◆ **Task objective**:
Word for word, repeat the data that follows. Do not include the pictures.

◆ **The input**:

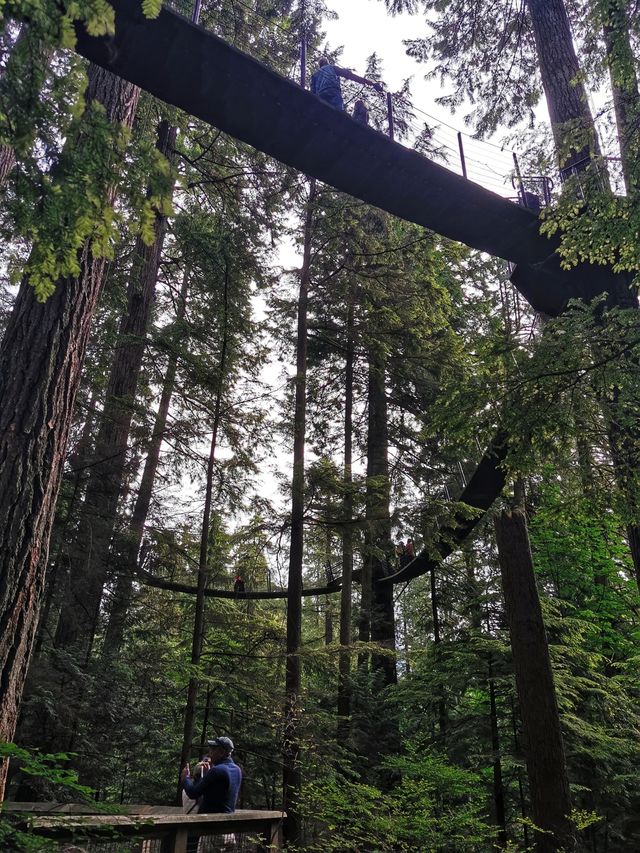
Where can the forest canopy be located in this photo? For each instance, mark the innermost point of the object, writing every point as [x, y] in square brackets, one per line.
[279, 466]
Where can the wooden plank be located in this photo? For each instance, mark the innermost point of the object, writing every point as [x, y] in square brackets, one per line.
[89, 808]
[178, 844]
[219, 822]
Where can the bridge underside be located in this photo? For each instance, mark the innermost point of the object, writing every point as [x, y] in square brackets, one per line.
[194, 70]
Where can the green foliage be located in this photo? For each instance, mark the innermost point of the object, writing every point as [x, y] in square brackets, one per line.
[51, 769]
[435, 806]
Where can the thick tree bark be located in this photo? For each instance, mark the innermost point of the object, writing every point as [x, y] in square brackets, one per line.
[560, 72]
[291, 774]
[91, 554]
[41, 358]
[544, 749]
[203, 567]
[129, 548]
[344, 664]
[77, 461]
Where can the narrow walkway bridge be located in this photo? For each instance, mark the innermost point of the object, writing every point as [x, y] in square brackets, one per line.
[192, 69]
[184, 65]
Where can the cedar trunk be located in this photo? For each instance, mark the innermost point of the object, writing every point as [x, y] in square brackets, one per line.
[203, 566]
[41, 359]
[378, 521]
[559, 69]
[624, 87]
[291, 774]
[544, 749]
[129, 548]
[344, 666]
[90, 557]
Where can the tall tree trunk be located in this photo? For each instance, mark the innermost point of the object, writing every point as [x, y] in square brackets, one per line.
[435, 615]
[291, 774]
[344, 664]
[378, 520]
[624, 86]
[567, 102]
[78, 462]
[560, 71]
[91, 554]
[128, 549]
[498, 788]
[203, 567]
[41, 359]
[544, 749]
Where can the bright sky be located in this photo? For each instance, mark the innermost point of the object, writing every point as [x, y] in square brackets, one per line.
[380, 34]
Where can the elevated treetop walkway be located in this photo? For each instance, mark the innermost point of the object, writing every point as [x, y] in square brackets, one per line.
[193, 69]
[190, 68]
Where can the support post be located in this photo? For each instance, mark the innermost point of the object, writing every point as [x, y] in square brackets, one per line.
[463, 162]
[523, 198]
[178, 844]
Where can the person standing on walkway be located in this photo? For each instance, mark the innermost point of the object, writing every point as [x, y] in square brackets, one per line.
[220, 786]
[325, 83]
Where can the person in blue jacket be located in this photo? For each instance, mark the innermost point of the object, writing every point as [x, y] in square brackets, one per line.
[325, 83]
[218, 789]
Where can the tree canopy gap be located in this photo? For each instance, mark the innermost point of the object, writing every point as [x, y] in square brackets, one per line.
[194, 70]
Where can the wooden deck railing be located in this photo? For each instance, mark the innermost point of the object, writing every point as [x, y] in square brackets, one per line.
[71, 823]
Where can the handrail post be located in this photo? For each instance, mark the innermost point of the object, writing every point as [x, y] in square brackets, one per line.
[523, 197]
[303, 61]
[178, 843]
[463, 162]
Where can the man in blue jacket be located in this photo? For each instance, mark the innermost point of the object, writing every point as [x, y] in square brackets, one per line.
[325, 83]
[219, 788]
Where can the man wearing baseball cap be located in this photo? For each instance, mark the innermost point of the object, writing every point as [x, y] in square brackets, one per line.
[219, 787]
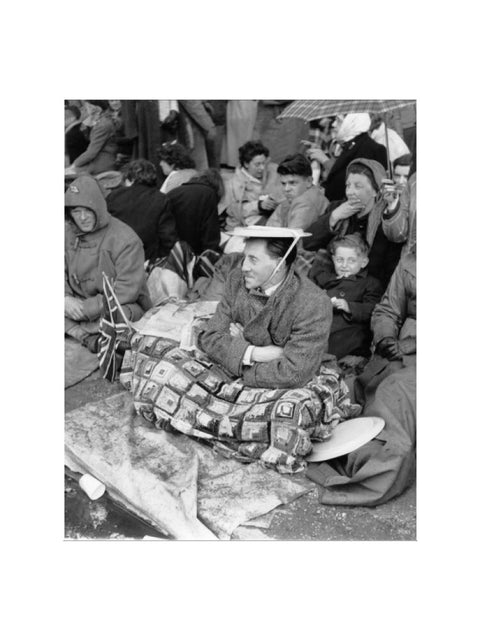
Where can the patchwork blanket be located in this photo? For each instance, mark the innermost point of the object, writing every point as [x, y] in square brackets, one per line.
[181, 390]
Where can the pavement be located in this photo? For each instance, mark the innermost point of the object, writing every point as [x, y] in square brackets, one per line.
[304, 519]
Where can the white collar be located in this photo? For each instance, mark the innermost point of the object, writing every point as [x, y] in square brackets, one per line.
[271, 289]
[249, 176]
[70, 126]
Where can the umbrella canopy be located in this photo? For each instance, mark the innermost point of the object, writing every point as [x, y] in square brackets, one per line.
[315, 109]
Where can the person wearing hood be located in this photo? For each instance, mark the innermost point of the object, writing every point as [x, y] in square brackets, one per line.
[97, 243]
[352, 135]
[361, 212]
[101, 152]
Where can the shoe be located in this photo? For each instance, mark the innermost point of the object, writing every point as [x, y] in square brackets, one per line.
[92, 342]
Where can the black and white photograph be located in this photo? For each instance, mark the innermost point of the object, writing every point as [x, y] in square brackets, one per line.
[233, 435]
[296, 221]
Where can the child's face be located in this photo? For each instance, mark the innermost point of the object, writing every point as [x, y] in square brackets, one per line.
[347, 261]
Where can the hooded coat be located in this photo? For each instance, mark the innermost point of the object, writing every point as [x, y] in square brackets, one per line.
[99, 156]
[111, 247]
[297, 317]
[384, 254]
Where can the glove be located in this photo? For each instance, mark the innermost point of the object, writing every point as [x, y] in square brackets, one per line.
[388, 347]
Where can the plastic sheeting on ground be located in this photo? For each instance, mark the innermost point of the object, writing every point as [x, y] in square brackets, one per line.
[79, 362]
[170, 480]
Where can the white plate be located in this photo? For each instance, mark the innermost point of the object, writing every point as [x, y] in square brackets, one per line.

◆ **Task response**:
Where can the forest canopy be located in this photo? For each instance, mark the innermost point of the object, writing every point as [x, y] in square brackets, one per line.
[279, 466]
Where can the wooden plank be located in this photo? For each instance, mark the innermost point of the object, writing every point as [x, y] in square brackets, one per line.
[89, 808]
[178, 844]
[219, 822]
Where can the bridge underside be located in this photo? For each instance, mark the innermost point of the object, writing every point as [x, y] in square brackets, one per line.
[194, 70]
Where can the green foliage be located in this photo? For each instance, mark the innermost point of the object, writing every point as [x, y] in square brackets, one per line.
[51, 769]
[435, 806]
Where can the thick tree bark be located in this photo? For each instance, mark the innermost point of the object, writing every point as [x, y] in square brackets, one per line.
[560, 72]
[291, 774]
[91, 554]
[41, 358]
[544, 749]
[203, 567]
[129, 548]
[344, 664]
[77, 461]
Where can the narrow walkway bridge be located in this photo? For each instance, mark the innermost point of the object, writing every point as [x, y] in square brackets, one per line.
[192, 69]
[184, 65]
Where can the cedar trunk be located in this photo? For each instance, mark the innermost point of the object, writing every point as [x, y] in square brackets, one per line.
[203, 566]
[41, 359]
[378, 521]
[559, 69]
[624, 87]
[291, 774]
[544, 749]
[129, 548]
[344, 666]
[90, 557]
Where can the tall tree trunk be located in this photo? For each instance, mark the innermost point of the object, writing every point as [x, y] in square brackets, one per line.
[435, 615]
[291, 774]
[344, 664]
[378, 520]
[624, 86]
[567, 102]
[78, 462]
[560, 71]
[91, 554]
[128, 549]
[498, 788]
[203, 567]
[41, 359]
[544, 749]
Where can the bright sky be located in this photo? For each instance, mark the innermost point of the object, writing every point as [x, y] in square brackets, one per line.
[380, 34]
Where can the elevated treetop walkway be located in this photo? For each instance, mark the innermost point of the object, writing every point as [x, y] in square brackets, one per line.
[193, 69]
[190, 68]
Where can the support post be located in this photo? For each instance, mark the innermost point of the object, writing every point as [x, y] in square brackets, one per line.
[463, 162]
[523, 198]
[178, 844]
Where can the person standing on walkway be located in this photo? For each instance, mark the innermost point of the object, writing every point as [x, y] in square brackets, one per line.
[220, 786]
[325, 83]
Where can the person in blue jacket be located in this photo? For each instance, mark the innermost point of the object, writing every point as [x, y] in square brackets, one per line.
[325, 83]
[218, 789]
Where can the tree canopy gap be located in this photo? For each instance, mark the innermost point of the object, writing every point as [x, y] in square brackets, one per line.
[194, 70]
Where can the wooden deck railing be located in this photo? For each instance, mark the innermost point of the object, writing every point as [x, y] in square brackets, one per line.
[71, 823]
Where can the handrail post be located in this photo? For each instance, mark the innermost point of the object, writing every point as [x, y] in square brackets, one per line.
[523, 197]
[303, 61]
[178, 843]
[463, 162]
Where can the man in blue jacket be located in this photo? For each instance, mark the innermost point of the object, writing every point as [x, y] in square brackets, one per line.
[325, 83]
[219, 788]
Where can the man wearing baseball cap be located in this photo? For each instance, mark the innermost point of the object, writing every point as [x, y] in square brackets, one per line.
[219, 787]
Where can the patchwork blanket be located in this photo? For each instance, mark the innermost point of the object, writing every point as [x, y] in square brackets, one per line.
[181, 390]
Where can the pavement be located in this photo? For each instance, mark the innermost point of the object, writing every point as [x, y] in square brackets, one per line.
[304, 519]
Where can the white collar be located in this photo? For each instance, mark the innermost point of the object, writing every point as [x, y] in square brackets, one per line.
[271, 289]
[249, 176]
[70, 126]
Where can the umbrella canopy be located in this photo? For each instance, mark the innermost point of the object, writing every point as [x, y] in square brackets, one per line.
[315, 109]
Where can the person wearing hood be located in this photo? For each instance, mark the innermost point of the object, writing every point as [x, y] in square brackets, one per line.
[97, 243]
[352, 135]
[361, 212]
[101, 152]
Where can the shoe be located in this photo? For each instance, mark the innermost point of the object, writing every point as [x, y] in square brackets, one per line.
[92, 342]
Where can the black and white photograph be located in this photo? For each instance, mark the innermost point of the object, writing every point as [x, y] in square brackets, one per line.
[233, 435]
[296, 221]
Where can the child's face be located in this photo? For each instance, mark the innermost point of the object, writing every point as [x, y] in square brackets, one per line.
[347, 261]
Where can the hooded coat be located in this photo? For each instance, mark the innermost point of the object, writing every point as [x, y] in square brackets, one per line.
[99, 156]
[111, 247]
[297, 317]
[384, 254]
Where can the glove be located in this photo? For each instance, mark the innermost point of the object, writing every point as [x, y] in square brackets, one per line.
[388, 347]
Where can the plastic sheeting on ground be located in this photo? For each instance, mark the innermost point of the object, writing every point as [x, y] in square brackets, one per line.
[79, 362]
[170, 480]
Where can the white plate be located in this photo? For each instance, mark the innermost point of the object, writing every point as [x, y] in square brackets, one per line.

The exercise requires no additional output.